What is asked => Edit the listing below by replacing "Target" with "Object" everywhere, leaving everything else as is, and omit the pictures from your answer.

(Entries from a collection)
————
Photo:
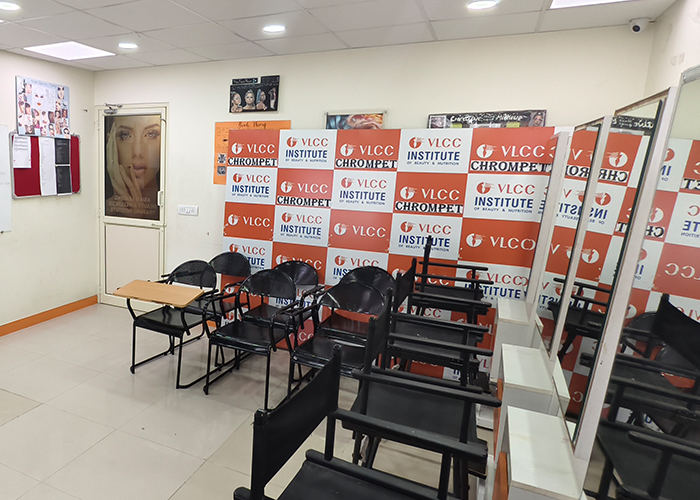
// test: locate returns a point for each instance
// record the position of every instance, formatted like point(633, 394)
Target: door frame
point(160, 225)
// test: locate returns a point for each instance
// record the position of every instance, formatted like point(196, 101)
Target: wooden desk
point(160, 293)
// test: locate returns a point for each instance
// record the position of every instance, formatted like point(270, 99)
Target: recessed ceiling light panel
point(563, 4)
point(481, 4)
point(274, 28)
point(9, 6)
point(69, 51)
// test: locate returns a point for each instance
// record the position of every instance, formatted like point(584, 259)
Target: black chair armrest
point(681, 396)
point(581, 284)
point(442, 298)
point(412, 436)
point(477, 351)
point(449, 384)
point(455, 266)
point(655, 366)
point(475, 281)
point(382, 479)
point(457, 327)
point(687, 449)
point(456, 392)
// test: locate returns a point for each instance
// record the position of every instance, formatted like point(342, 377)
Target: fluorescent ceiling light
point(69, 51)
point(9, 6)
point(563, 4)
point(274, 28)
point(482, 4)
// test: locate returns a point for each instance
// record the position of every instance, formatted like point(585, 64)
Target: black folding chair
point(174, 322)
point(444, 343)
point(233, 268)
point(279, 433)
point(465, 299)
point(441, 408)
point(255, 334)
point(373, 276)
point(354, 297)
point(581, 319)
————
Task solution =>
Photo:
// test: locate returns a point for each instance
// record the position of every instance, formatted like point(633, 394)
Object: door frame
point(160, 225)
// test: locate returns a point for each instance
// record the position of every instance, formatted like point(196, 101)
Object: wooden desk
point(160, 293)
// test: locate returns a point for each instance
// record the position of every instance, formatted like point(270, 99)
Object: recessed ceiling light panel
point(563, 4)
point(481, 4)
point(274, 28)
point(9, 6)
point(69, 51)
// test: locate returns a point for each instance
// record the position of every instance, formatted like point(584, 259)
Object: black chair armrest
point(681, 396)
point(581, 284)
point(442, 298)
point(412, 436)
point(477, 351)
point(449, 384)
point(455, 266)
point(655, 366)
point(475, 281)
point(382, 479)
point(457, 327)
point(687, 449)
point(456, 392)
// test: locate returns a point for each instance
// record the position of every instance, formatted like point(342, 377)
Object: fluorescent ceiling light
point(69, 51)
point(9, 6)
point(563, 4)
point(274, 28)
point(482, 4)
// test: locate returns a point for each instance
// record the position of every instance, formatted like point(585, 64)
Object: black folding chair
point(174, 322)
point(444, 343)
point(233, 268)
point(279, 433)
point(465, 299)
point(441, 408)
point(255, 334)
point(373, 276)
point(354, 297)
point(581, 319)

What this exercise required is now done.